== Input rows ==

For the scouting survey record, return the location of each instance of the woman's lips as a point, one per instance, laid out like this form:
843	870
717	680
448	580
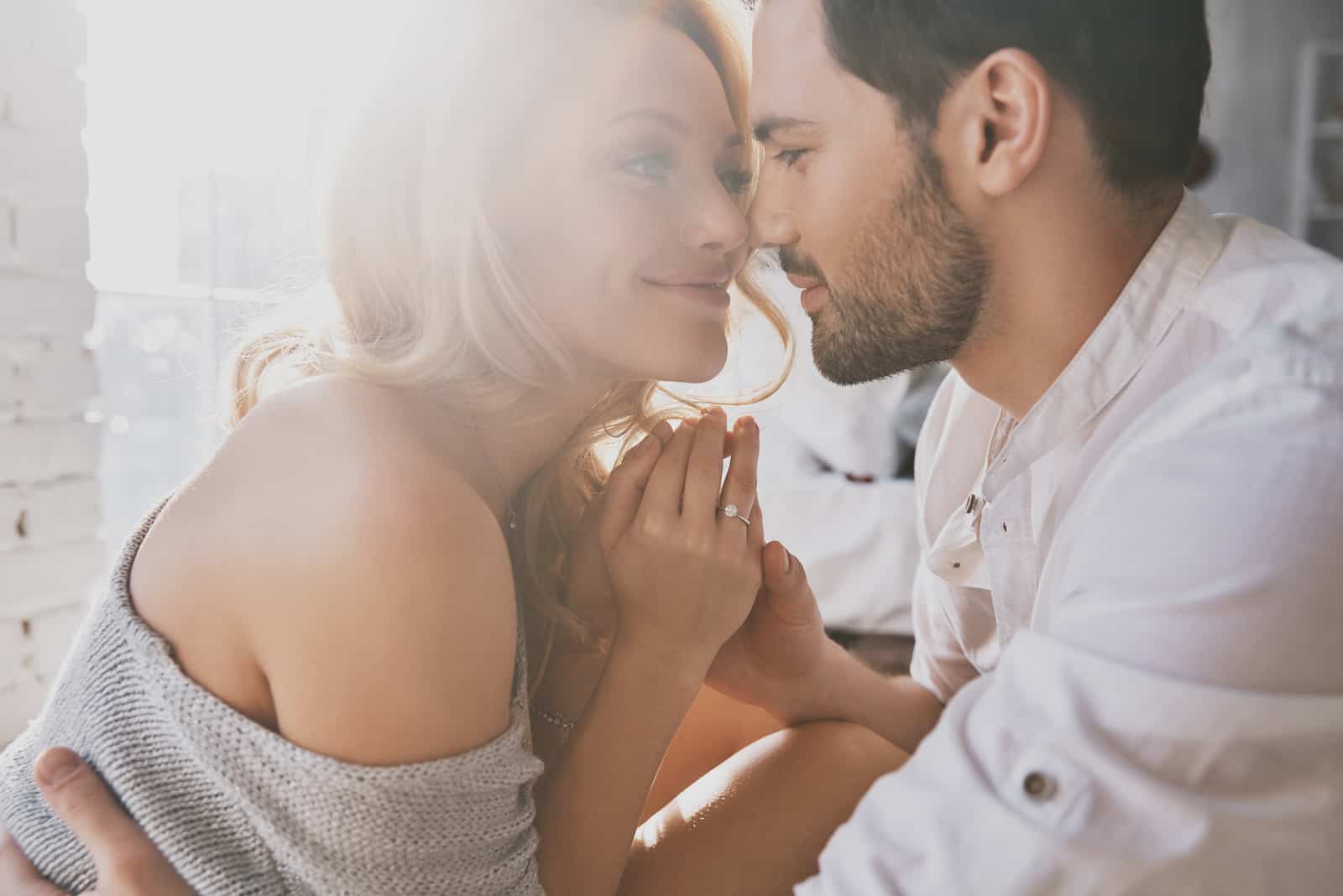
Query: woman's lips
709	297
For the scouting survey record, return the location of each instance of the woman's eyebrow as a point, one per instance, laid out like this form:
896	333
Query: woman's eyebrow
653	114
672	122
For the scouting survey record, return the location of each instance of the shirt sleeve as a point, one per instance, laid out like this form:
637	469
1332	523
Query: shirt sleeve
1174	726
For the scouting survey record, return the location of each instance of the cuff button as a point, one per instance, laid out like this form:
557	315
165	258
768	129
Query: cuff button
1040	786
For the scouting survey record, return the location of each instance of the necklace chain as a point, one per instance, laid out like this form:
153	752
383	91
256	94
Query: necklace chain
494	475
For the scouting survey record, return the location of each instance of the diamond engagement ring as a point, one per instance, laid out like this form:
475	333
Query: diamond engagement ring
732	513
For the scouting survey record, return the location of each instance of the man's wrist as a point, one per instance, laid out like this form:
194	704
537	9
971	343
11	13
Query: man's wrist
819	695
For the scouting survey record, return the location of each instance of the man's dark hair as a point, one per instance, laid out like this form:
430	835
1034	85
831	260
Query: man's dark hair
1137	69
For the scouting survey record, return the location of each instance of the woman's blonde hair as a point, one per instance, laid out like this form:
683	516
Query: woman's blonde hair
423	293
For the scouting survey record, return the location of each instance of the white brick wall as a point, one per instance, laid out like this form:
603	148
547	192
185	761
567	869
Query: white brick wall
50	555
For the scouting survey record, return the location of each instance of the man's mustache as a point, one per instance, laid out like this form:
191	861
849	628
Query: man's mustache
796	263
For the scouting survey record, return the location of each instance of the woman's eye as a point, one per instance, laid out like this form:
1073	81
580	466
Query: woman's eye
651	165
736	181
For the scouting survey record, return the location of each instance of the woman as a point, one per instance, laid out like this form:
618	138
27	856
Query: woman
312	674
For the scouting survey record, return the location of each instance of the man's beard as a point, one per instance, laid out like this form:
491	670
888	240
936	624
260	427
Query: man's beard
917	290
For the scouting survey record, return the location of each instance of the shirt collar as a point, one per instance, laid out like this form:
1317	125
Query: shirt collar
1121	345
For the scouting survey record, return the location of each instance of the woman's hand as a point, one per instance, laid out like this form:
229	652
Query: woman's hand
685	573
128	862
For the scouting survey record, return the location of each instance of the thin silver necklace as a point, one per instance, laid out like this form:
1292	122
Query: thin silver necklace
494	474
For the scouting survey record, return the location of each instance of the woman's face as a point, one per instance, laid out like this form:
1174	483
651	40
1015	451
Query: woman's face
622	208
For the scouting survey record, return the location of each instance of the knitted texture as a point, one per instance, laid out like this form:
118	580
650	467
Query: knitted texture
238	809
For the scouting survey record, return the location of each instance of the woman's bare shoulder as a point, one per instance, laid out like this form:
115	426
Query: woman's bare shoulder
359	573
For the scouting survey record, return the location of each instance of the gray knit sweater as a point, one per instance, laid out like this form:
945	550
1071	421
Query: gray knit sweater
239	809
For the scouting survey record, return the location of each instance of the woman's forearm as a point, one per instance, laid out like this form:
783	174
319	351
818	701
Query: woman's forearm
590	802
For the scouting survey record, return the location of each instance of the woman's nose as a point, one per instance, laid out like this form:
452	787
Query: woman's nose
771	223
718	224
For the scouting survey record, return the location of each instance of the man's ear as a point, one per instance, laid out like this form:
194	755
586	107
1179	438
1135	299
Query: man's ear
998	121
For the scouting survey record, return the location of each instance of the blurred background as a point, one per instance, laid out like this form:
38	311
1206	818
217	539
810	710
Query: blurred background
158	174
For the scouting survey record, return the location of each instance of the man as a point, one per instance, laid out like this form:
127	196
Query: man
1128	674
837	477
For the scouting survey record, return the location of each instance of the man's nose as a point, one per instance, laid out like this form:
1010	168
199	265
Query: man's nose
772	223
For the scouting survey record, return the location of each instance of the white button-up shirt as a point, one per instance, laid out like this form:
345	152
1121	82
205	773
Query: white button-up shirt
1132	602
856	539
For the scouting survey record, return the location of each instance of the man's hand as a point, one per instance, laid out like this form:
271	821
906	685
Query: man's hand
128	862
776	660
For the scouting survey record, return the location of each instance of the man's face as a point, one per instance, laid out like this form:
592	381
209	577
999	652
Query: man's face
893	273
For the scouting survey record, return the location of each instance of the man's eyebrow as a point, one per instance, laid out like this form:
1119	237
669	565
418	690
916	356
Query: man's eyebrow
767	128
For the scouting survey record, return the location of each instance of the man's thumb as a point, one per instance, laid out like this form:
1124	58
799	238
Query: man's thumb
782	570
81	800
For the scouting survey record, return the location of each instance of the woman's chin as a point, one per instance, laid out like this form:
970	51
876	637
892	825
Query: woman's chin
700	362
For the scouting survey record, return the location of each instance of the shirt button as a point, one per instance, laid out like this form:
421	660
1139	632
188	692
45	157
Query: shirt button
1040	786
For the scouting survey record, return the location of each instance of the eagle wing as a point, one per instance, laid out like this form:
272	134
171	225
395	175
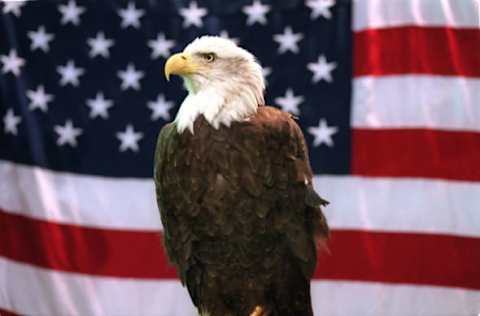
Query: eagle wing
238	198
304	223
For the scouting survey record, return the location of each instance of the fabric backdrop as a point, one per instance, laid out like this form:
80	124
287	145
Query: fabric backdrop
387	93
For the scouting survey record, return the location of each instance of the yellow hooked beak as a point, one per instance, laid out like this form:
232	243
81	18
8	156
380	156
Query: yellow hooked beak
179	64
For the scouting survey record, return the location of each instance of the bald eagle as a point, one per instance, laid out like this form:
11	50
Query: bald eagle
234	188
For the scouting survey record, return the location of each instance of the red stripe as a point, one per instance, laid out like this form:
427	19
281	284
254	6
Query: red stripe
402	258
4	312
356	255
80	249
416	153
417	50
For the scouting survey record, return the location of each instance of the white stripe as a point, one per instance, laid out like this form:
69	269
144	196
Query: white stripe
34	291
413	101
392	13
334	298
29	290
406	205
416	205
122	203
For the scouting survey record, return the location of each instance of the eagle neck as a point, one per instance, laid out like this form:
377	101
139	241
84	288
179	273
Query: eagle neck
217	107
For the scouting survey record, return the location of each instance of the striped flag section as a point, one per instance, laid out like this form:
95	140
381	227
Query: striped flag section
406	226
376	246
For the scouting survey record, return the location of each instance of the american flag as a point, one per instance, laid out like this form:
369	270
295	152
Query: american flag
387	93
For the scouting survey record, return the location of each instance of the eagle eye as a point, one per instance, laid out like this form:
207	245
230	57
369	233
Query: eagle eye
209	57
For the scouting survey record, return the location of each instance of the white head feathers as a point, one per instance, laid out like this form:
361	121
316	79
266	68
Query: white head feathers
227	86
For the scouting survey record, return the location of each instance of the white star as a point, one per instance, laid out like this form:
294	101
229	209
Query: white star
290	102
320	8
323	133
40	39
224	34
131	16
71	12
12	63
193	15
256	12
130	77
129	139
67	134
99	106
160	108
69	74
161	46
39	99
288	41
11	121
100	45
322	69
13	6
266	71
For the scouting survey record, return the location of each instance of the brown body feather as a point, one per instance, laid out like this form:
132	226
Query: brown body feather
240	215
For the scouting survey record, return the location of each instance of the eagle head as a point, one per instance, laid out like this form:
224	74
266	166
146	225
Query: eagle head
224	82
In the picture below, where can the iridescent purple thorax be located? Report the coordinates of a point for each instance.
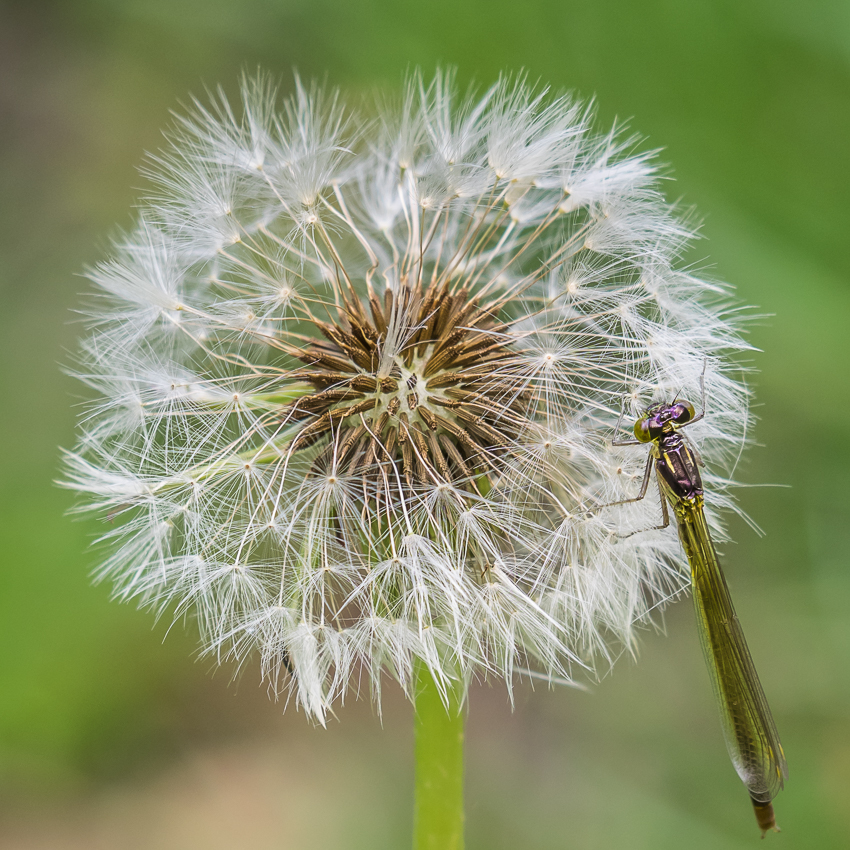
(662, 419)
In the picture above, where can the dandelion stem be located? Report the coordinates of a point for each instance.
(438, 810)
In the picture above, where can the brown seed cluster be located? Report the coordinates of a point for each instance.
(442, 408)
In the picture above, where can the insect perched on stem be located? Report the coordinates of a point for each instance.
(750, 732)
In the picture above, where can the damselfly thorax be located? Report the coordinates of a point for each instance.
(751, 736)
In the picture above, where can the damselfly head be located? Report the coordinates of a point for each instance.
(662, 418)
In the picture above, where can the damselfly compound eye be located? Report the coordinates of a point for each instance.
(682, 412)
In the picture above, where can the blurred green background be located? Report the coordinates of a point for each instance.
(112, 737)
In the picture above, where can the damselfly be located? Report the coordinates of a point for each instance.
(750, 732)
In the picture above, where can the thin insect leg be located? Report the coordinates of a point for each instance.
(693, 448)
(664, 513)
(647, 471)
(629, 442)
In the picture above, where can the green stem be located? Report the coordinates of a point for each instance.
(438, 811)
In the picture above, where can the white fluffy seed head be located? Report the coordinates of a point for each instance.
(358, 381)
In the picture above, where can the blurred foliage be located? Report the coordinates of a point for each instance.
(751, 102)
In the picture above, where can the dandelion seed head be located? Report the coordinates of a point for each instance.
(357, 383)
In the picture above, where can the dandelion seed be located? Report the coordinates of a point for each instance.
(356, 385)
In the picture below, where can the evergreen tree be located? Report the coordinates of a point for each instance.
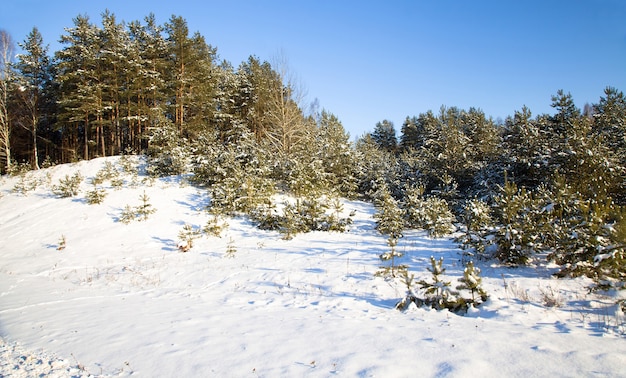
(6, 77)
(33, 76)
(384, 136)
(375, 167)
(76, 67)
(147, 79)
(336, 154)
(389, 222)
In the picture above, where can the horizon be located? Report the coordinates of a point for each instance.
(366, 62)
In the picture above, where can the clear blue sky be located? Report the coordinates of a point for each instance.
(366, 61)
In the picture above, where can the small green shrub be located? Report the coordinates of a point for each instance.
(68, 186)
(187, 235)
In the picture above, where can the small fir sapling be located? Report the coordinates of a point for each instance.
(472, 281)
(96, 195)
(187, 235)
(438, 291)
(231, 249)
(389, 222)
(62, 243)
(145, 208)
(411, 296)
(128, 215)
(68, 186)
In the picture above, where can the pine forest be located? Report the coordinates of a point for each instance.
(532, 187)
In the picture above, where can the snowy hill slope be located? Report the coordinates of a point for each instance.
(121, 299)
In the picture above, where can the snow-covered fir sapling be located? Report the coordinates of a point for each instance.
(389, 222)
(215, 226)
(128, 215)
(472, 281)
(96, 195)
(477, 221)
(145, 208)
(437, 291)
(68, 186)
(231, 249)
(62, 243)
(187, 235)
(411, 296)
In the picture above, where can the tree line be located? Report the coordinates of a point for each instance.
(111, 85)
(546, 186)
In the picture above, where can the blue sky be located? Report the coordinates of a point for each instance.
(366, 61)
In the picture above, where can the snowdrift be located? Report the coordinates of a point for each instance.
(82, 294)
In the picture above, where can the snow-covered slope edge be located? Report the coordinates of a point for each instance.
(121, 299)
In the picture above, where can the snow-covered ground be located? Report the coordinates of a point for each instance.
(122, 300)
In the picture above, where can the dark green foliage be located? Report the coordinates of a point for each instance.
(68, 186)
(389, 222)
(96, 195)
(168, 153)
(428, 213)
(437, 292)
(472, 281)
(555, 183)
(301, 216)
(384, 136)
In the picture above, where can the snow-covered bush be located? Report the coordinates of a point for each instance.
(168, 153)
(68, 186)
(96, 195)
(437, 292)
(428, 213)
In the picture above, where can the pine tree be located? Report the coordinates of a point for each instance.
(76, 67)
(6, 78)
(389, 222)
(336, 155)
(33, 76)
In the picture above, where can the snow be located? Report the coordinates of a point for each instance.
(122, 300)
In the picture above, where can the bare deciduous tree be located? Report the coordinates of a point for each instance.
(288, 127)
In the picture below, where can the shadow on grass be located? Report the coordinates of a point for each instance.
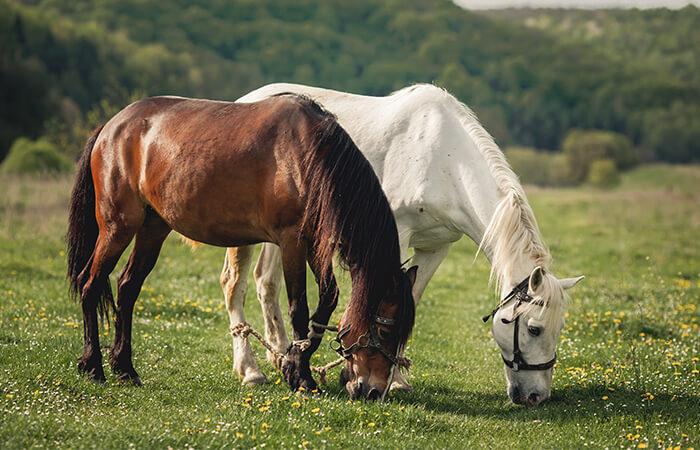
(567, 404)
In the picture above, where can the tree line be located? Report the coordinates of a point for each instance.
(64, 66)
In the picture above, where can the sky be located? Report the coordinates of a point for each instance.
(588, 4)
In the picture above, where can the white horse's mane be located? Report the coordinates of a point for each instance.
(513, 232)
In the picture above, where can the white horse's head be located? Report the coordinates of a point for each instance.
(527, 330)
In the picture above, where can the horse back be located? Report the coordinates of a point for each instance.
(210, 169)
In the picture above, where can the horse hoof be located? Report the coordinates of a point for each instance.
(130, 378)
(92, 370)
(400, 386)
(254, 379)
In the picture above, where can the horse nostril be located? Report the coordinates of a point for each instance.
(373, 394)
(514, 394)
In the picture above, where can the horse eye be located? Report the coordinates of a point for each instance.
(535, 331)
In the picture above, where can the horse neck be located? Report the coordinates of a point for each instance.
(491, 188)
(480, 211)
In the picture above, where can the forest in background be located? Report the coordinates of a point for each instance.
(531, 76)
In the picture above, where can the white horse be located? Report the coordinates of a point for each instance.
(444, 177)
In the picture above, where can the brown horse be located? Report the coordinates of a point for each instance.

== Directions for this task ==
Copy the data verbatim, from the line that contains "In the picture above, where can the forest" through the last line of the data, including both of those lines.

== In response ==
In the picture above, where can the forest in background be located? Report the coordinates of a point for each instance.
(531, 76)
In the picture above, where can the white horse be located? Report the coordinates of a point for each instance.
(444, 177)
In the picture above, where can the brown horse be located? Report the coordinates of a point for each instance.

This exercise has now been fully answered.